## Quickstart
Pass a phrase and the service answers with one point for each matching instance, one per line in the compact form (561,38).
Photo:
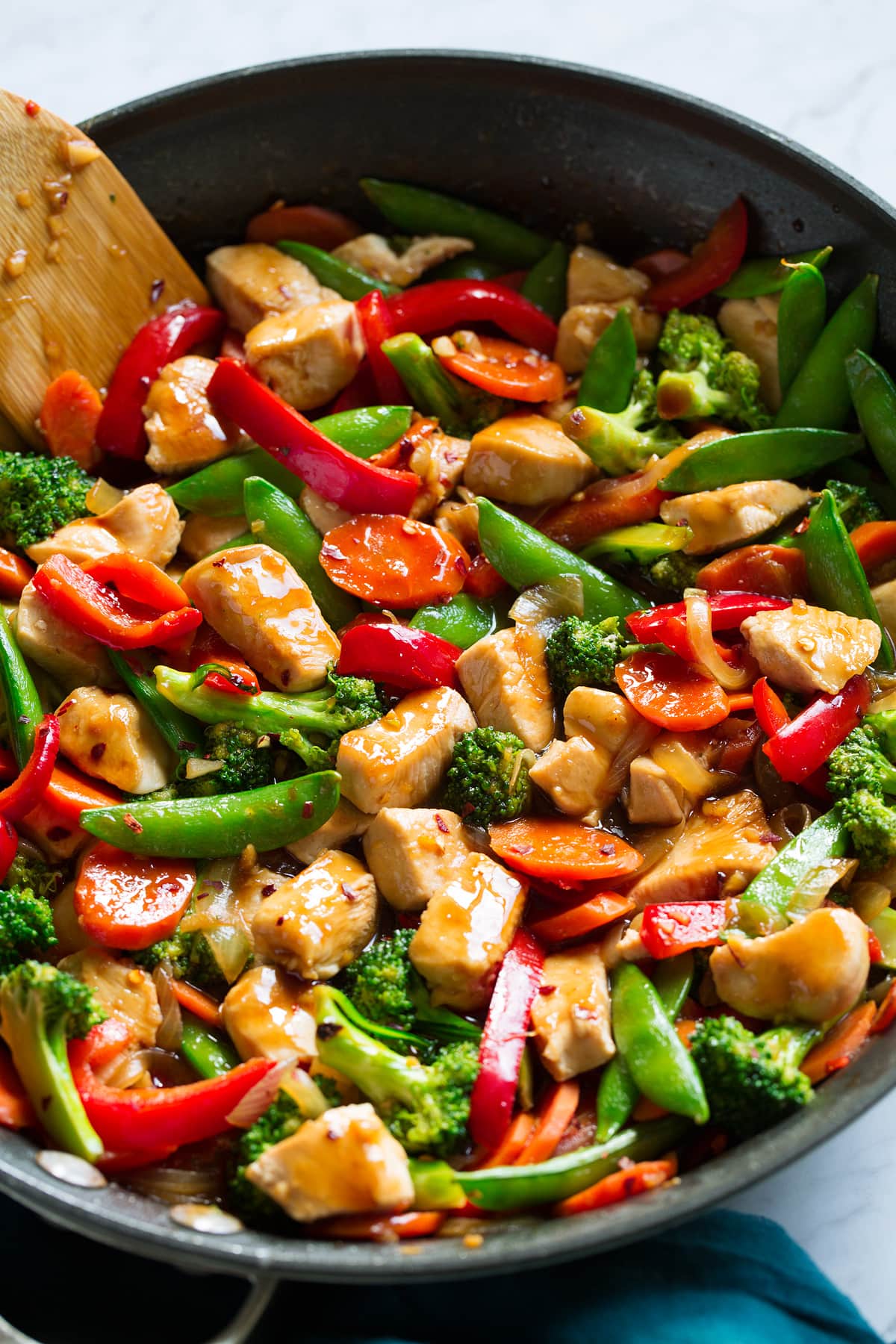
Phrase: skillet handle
(235,1332)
+---+
### Description of the task
Retype the listing above line for line, leaving out the picture.

### Full response
## Quickstart
Pass a phrase and the service answers with one point for each matching instance, one per line in the compact form (561,38).
Photo:
Phrase: skillet handle
(235,1332)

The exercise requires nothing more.